▸ **Stated problem**
Reproduce the part of the privilege log passage starting at "Federal law governs" and ending at "(2d Cir. 2013).".

▸ **Page text**
D. Conn. L. Civ. R. 26(e). "The purpose of preparing the privilege log is to enable the Court and the parties to make an intelligent decision as to whether a privilege exists, and to reduce the need for in camera examination of the documents[.]" Davis v. Hunt Leibert Jacobson P.C., No. 3:12CV01102(JBA), 2016 WL 3349629, at *3 (D. Conn. June 10, 2016) (citation and quotation marks omitted). Thus, "privilege logs must include sufficient substantive detail for a meaningful review of the application of the privilege, including whether the communications were confidential and made between an attorney and client for the purpose of providing legal advice." Coan v. Dunne, No. 3:15CV00050(JAM)(RMS), 2019 WL 1097491, at *3 (D. Conn. Mar. 9, 2019) (citation and quotation marks omitted).
A privilege log is "adequately detailed if, as to each document, it sets forth specific facts that, if credited, would suffice to establish each element of the privilege or immunity." Safeco Ins. Co. of Am. v. M.E.S., Inc., 289 F.R.D. 41, 47 (E.D.N.Y. 2011) (quotation marks omitted). Thus, logs are routinely found to be deficient when the details provided do not allow for a purposeful review of the claimed privilege.
Wanzer v. Town of Plainville, No. 3:15CV00016(AWT), 2016 WL 1258456, at *3 (D. Conn. Mar. 30, 2016) (string citation omitted).

Federal law governs the procedural aspects, such as the adequacy of privilege logs, of this, and other, diversity cases. See Gasperini v. Ctr. for Humanities, Inc., 518 U.S. 415, 427 (1996) ("[F]ederal courts sitting in diversity apply state substantive law and federal procedural law."); accord In re Fosamax Prod. Liab. Litig., 707 F.3d 189, 193 (2d Cir. 2013).

Although "submitting a privilege log is critical, ... it is not sufficient[]" to establish the requirements of the attorney-client privilege. Hybrid Athletics, LLC v. Hylete, LLC, No. 3:17CV01767(VAB), 2019 WL 4127377, at *9 (D. Conn. Aug. 30, 2019). Here, defendant's privilege logs generally satisfy the requirements of Local Rule 26(e). Nevertheless, the descriptions in the log are not sufficient for the Court to determine whether or not the privilege protects those documents from disclosure. Indeed, the deposition testimony submitted by the parties gives the Court some pause about the designation of these materials as privileged. First, Mr. Rosenberg's testimony about his understanding of the privilege raises some concerns. For example, he testified:

Q: Well, sir, you understand as a lawyer that simply because something may involve a legal matter, it does not necessarily mean it's privileged? You agree with me generally as to that concept, correct?

[Dataset items]
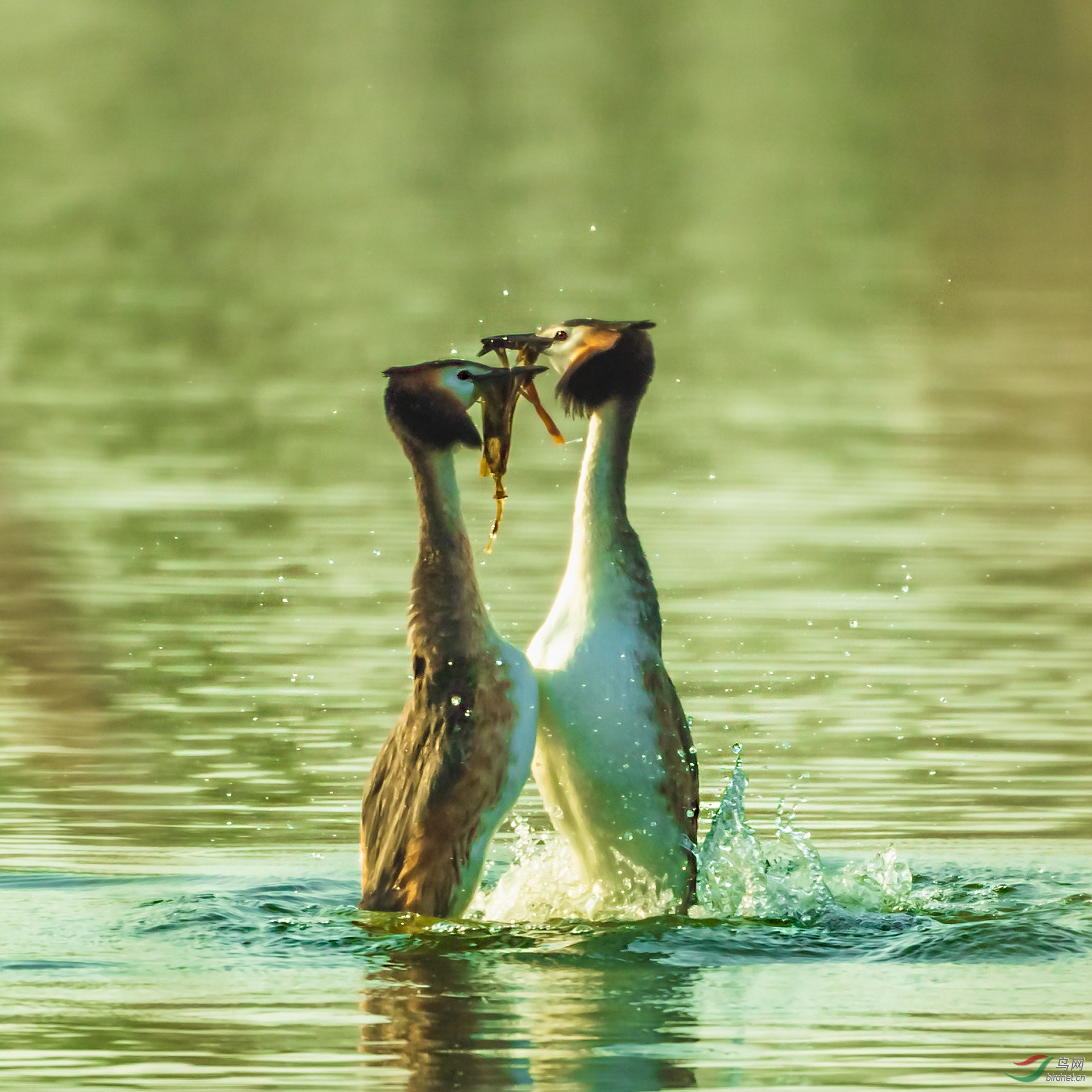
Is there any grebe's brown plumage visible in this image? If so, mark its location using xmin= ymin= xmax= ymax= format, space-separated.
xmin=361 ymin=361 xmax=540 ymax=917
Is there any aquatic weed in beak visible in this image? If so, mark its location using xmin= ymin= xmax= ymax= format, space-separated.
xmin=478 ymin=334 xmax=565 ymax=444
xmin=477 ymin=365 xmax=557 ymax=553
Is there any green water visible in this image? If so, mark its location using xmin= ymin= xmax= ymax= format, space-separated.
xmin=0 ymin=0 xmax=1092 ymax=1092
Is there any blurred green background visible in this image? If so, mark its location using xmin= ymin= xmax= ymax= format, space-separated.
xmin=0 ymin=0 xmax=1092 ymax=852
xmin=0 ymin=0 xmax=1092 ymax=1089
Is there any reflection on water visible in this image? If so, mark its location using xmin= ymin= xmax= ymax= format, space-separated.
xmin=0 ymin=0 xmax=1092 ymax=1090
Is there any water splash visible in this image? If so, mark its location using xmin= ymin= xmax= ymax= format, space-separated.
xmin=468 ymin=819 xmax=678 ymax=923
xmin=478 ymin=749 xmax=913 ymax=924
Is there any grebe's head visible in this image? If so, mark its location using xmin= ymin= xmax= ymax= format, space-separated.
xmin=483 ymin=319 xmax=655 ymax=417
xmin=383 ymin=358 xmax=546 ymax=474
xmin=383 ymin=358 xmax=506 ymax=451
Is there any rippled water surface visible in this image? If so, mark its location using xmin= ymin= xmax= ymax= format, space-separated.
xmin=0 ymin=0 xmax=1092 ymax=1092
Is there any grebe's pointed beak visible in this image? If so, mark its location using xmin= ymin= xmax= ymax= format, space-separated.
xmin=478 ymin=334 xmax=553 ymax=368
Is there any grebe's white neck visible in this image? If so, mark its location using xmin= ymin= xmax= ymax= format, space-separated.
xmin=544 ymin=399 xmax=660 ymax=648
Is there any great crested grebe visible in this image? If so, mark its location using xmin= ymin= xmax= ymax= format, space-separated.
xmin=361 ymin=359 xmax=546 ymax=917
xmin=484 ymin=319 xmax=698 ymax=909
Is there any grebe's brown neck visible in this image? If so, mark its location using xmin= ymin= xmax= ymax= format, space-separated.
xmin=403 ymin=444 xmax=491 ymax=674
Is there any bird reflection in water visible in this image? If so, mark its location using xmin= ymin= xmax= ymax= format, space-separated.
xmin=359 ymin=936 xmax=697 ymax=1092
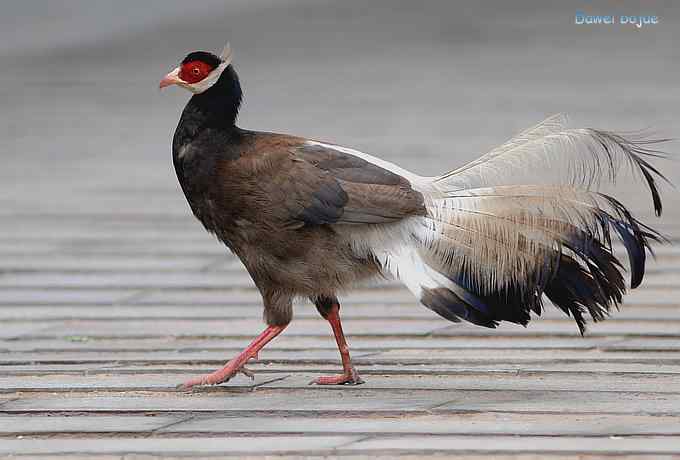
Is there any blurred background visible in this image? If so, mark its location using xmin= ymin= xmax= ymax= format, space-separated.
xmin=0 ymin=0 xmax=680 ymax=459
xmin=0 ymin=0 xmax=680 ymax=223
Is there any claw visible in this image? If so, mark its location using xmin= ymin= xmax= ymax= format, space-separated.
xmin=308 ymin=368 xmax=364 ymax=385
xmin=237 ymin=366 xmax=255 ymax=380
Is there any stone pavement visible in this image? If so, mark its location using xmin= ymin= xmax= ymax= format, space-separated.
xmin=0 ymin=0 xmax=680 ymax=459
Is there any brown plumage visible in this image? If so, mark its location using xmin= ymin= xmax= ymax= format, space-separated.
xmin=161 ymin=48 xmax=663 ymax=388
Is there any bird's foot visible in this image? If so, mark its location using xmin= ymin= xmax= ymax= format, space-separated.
* * *
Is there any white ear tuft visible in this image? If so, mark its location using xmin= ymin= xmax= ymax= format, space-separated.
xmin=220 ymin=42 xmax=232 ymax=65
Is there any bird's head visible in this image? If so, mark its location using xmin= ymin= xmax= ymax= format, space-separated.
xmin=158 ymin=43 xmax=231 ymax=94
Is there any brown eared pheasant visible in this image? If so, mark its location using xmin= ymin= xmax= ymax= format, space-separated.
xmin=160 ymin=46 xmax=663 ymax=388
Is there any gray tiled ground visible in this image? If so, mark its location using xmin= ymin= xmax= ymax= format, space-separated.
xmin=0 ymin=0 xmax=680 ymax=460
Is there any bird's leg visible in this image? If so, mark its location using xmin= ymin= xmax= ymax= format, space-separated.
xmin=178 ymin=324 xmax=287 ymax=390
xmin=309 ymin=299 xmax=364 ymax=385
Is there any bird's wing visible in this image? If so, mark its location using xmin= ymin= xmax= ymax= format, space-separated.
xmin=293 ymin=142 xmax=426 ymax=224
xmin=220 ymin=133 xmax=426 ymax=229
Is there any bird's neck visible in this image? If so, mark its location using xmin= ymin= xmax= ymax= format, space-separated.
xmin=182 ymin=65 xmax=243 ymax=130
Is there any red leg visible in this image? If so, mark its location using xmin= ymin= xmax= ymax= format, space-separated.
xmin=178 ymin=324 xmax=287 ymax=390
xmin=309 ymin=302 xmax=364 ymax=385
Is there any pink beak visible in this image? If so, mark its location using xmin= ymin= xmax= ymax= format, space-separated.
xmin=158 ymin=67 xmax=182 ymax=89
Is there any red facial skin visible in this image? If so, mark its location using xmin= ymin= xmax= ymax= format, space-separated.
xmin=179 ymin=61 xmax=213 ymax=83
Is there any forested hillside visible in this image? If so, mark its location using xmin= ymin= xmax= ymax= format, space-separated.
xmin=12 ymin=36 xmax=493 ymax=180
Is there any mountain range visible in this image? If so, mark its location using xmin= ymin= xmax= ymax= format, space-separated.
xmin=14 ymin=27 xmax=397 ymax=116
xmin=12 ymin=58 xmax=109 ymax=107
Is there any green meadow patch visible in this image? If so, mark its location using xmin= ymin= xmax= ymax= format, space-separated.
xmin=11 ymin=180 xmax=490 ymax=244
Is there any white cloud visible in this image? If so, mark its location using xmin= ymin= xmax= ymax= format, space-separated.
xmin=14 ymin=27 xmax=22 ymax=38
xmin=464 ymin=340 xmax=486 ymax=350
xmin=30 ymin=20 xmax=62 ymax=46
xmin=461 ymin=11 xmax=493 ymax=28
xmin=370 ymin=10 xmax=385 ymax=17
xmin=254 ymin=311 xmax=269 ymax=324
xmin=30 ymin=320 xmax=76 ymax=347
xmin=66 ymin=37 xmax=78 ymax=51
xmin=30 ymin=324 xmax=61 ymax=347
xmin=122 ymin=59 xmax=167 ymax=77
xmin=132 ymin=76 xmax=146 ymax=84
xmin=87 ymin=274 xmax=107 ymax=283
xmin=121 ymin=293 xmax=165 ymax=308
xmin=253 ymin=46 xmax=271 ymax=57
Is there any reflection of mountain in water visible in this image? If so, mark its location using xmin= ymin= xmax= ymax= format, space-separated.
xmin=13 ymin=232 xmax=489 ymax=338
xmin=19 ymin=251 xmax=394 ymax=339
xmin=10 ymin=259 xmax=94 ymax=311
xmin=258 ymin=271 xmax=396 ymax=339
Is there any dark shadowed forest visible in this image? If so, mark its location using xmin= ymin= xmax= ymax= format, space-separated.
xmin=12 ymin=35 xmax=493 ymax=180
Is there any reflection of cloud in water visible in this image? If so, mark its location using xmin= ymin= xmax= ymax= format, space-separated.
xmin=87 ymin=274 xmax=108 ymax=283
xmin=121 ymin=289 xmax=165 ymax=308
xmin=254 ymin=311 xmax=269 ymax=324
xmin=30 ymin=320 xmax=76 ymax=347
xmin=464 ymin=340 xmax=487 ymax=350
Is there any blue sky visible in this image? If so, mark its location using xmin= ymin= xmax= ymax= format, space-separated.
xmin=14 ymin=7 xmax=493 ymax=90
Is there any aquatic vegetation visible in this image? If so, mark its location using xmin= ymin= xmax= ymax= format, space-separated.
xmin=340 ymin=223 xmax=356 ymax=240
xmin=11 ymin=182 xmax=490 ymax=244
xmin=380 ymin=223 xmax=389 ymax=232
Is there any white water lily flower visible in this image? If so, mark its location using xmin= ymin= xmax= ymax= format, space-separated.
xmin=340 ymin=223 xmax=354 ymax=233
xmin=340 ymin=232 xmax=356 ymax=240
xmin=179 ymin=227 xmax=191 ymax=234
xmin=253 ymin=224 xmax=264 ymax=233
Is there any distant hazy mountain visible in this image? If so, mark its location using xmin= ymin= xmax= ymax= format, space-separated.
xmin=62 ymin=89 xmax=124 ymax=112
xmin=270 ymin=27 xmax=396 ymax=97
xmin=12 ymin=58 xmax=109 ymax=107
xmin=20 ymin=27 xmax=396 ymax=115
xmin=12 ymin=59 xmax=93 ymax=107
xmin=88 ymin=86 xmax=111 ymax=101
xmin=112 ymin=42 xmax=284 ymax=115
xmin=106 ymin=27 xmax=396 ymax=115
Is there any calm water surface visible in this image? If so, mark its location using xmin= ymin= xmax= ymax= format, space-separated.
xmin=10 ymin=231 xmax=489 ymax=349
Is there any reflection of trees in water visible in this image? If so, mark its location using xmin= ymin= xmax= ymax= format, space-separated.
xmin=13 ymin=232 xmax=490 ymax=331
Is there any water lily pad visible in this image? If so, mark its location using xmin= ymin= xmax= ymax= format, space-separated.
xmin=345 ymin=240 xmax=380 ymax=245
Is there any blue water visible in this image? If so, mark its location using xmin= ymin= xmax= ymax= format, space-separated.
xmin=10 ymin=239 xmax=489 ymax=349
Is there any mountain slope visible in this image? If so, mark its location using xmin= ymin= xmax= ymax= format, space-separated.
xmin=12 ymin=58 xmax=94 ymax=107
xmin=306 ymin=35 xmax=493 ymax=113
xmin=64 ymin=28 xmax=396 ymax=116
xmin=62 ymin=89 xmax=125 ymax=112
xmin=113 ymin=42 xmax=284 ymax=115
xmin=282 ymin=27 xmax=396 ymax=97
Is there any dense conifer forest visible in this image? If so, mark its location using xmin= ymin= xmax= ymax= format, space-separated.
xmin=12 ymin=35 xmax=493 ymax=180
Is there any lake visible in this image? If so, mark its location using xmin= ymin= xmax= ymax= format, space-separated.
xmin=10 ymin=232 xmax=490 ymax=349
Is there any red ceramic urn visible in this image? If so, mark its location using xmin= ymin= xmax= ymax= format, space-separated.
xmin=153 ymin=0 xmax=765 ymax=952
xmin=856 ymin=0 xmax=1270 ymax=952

▸ **Task output**
Federal law governs the procedural aspects, such as the adequacy of privilege logs, of this, and other, diversity cases. See Gasperini v. Ctr. for Humanities, Inc., 518 U.S. 415, 427 (1996) ("[F]ederal courts sitting in diversity apply state substantive law and federal procedural law."); accord In re Fosamax Prod. Liab. Litig., 707 F.3d 189, 193 (2d Cir. 2013).